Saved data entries
-- BEGIN --

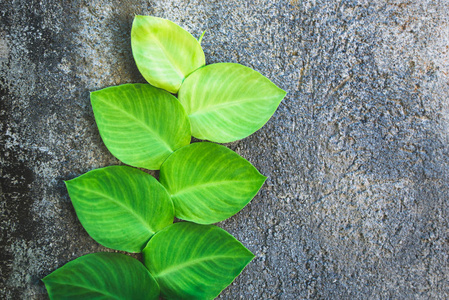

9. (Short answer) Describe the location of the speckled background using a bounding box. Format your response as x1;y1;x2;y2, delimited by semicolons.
0;0;449;299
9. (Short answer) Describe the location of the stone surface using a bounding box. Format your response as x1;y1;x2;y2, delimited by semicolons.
0;0;449;299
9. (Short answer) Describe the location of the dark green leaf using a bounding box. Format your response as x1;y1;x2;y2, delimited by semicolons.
42;253;160;300
143;222;254;299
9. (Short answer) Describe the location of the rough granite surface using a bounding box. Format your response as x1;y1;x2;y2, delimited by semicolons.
0;0;449;299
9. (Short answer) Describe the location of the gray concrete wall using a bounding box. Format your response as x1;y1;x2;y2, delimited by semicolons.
0;0;449;299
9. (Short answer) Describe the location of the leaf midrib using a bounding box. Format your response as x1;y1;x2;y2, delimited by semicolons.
189;96;273;117
99;98;173;152
150;31;185;79
75;188;156;234
170;180;258;197
153;255;239;278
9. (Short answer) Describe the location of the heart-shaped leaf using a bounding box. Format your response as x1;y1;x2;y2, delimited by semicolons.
42;253;160;300
178;63;286;143
66;166;174;252
131;16;206;93
90;84;190;170
160;142;266;224
143;222;254;299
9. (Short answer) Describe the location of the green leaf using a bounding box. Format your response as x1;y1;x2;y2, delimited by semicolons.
198;30;206;45
160;142;266;224
65;166;174;252
42;253;160;300
131;16;206;93
90;84;190;170
143;222;254;299
178;63;286;143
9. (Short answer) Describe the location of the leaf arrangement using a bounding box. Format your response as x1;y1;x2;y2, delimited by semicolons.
43;16;285;299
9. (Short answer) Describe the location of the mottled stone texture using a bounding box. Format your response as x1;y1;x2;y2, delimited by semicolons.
0;0;449;299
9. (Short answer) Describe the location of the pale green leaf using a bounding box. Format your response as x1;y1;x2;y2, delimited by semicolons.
90;84;191;170
160;142;266;224
42;253;160;300
66;166;174;252
131;16;206;93
143;222;254;299
178;63;286;143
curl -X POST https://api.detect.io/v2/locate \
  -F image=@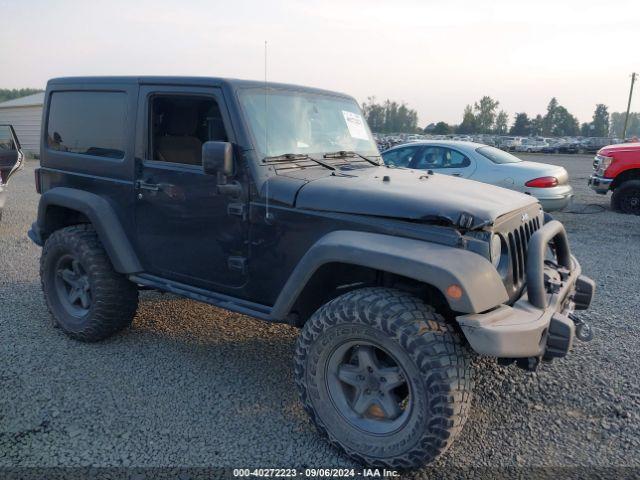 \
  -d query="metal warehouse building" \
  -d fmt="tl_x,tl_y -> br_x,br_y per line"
0,92 -> 44,155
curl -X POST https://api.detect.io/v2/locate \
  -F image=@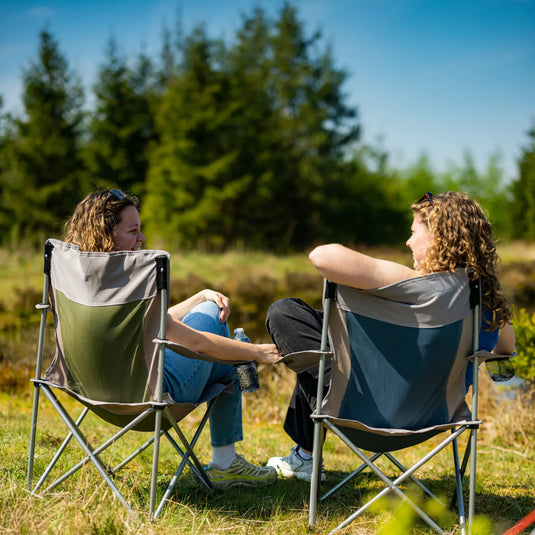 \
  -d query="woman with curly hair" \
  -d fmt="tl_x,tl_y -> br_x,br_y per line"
64,189 -> 280,489
266,191 -> 515,481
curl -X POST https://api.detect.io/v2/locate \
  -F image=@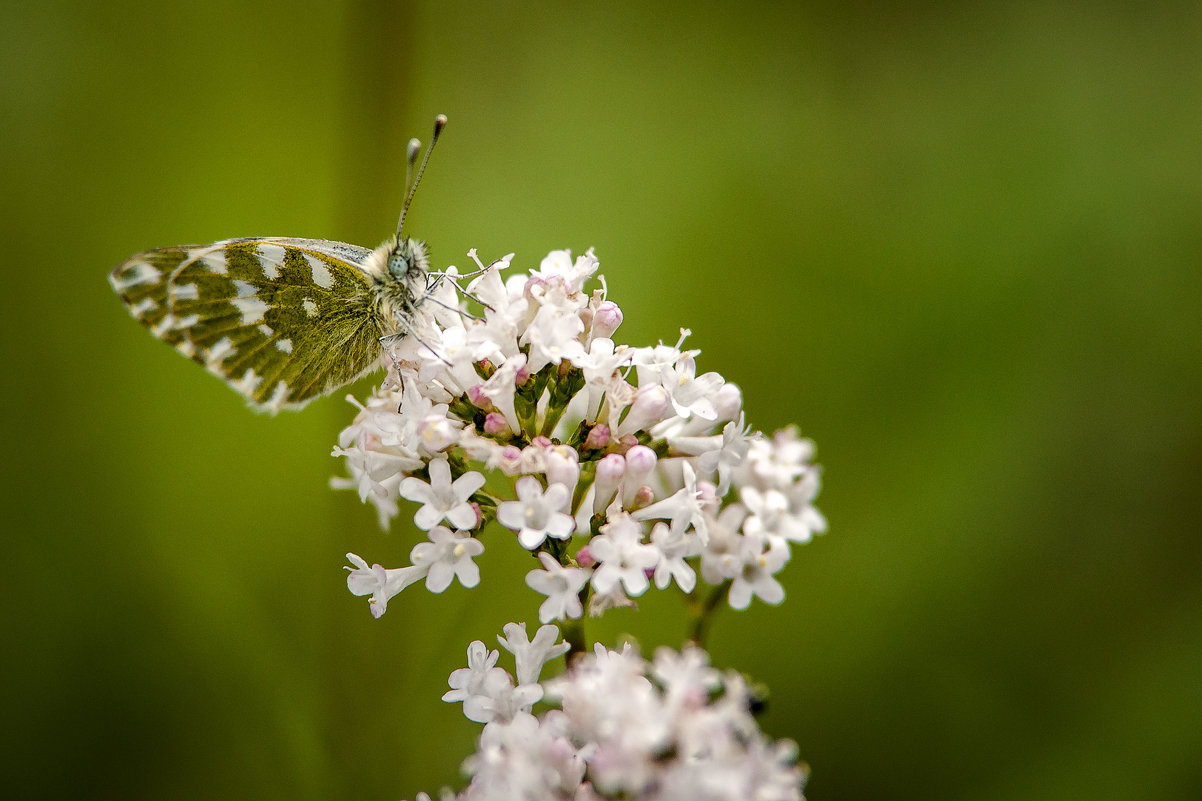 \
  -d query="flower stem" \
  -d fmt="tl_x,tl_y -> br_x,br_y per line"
689,581 -> 731,648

-- END --

Format the lines between the line holding "9. (Short answer) Describe the location of the dark" and the line holding "43;16;285;299", inclusive, as a Markdown table with the columns Row and Line, numbering each row and omitting blank lines.

| Row | Line |
|---|---|
| 1 | 9. (Short answer) Describe the location of the dark green leaf using a bounding box. Format your response as x1;y1;x2;y2, delimited by semicolons. |
| 2 | 42;253;160;300 |
| 3 | 143;222;254;299 |
| 4 | 9. (Short answer) Describe the location of the rough granite surface using a bounding box. Format your response as x1;y1;x2;y2, delimited by semicolons. |
| 5 | 0;0;449;299 |
| 6 | 9. (Short answer) Describe the location of the gray concrete wall using a bounding box. Format your response as x1;y1;x2;y2, delimited by semicolons. |
| 7 | 0;0;449;299 |
| 8 | 9. (Short answer) Describe the location of the leaf midrib using a bounding box. Format your response as x1;y1;x2;y2, delimited by semicolons. |
| 9 | 189;96;273;117 |
| 10 | 99;98;173;152 |
| 11 | 150;31;185;79 |
| 12 | 75;188;156;234 |
| 13 | 170;180;258;197 |
| 14 | 153;255;239;278 |
| 15 | 9. (Short answer) Describe the location of the heart-shaped leaf using a bounding box. Format your response as x1;y1;x2;y2, delimited by semicolons. |
| 16 | 42;253;160;300 |
| 17 | 178;63;286;143 |
| 18 | 66;166;174;252 |
| 19 | 131;16;206;93 |
| 20 | 90;84;190;170 |
| 21 | 160;142;266;224 |
| 22 | 143;222;254;299 |
| 23 | 9. (Short answer) Describe the location of the green leaf using a bounding box. Format your response as x1;y1;x2;y2, delimited by semicolons. |
| 24 | 198;30;206;45 |
| 25 | 160;142;266;224 |
| 26 | 65;166;174;252 |
| 27 | 42;253;160;300 |
| 28 | 131;16;206;93 |
| 29 | 90;84;190;170 |
| 30 | 143;222;254;299 |
| 31 | 178;63;286;143 |
| 32 | 9. (Short answer) Describe the location of the leaf arrangement using a bounding box. Format your response as x1;y1;x2;y2, delimited by semicolons. |
| 33 | 43;16;285;299 |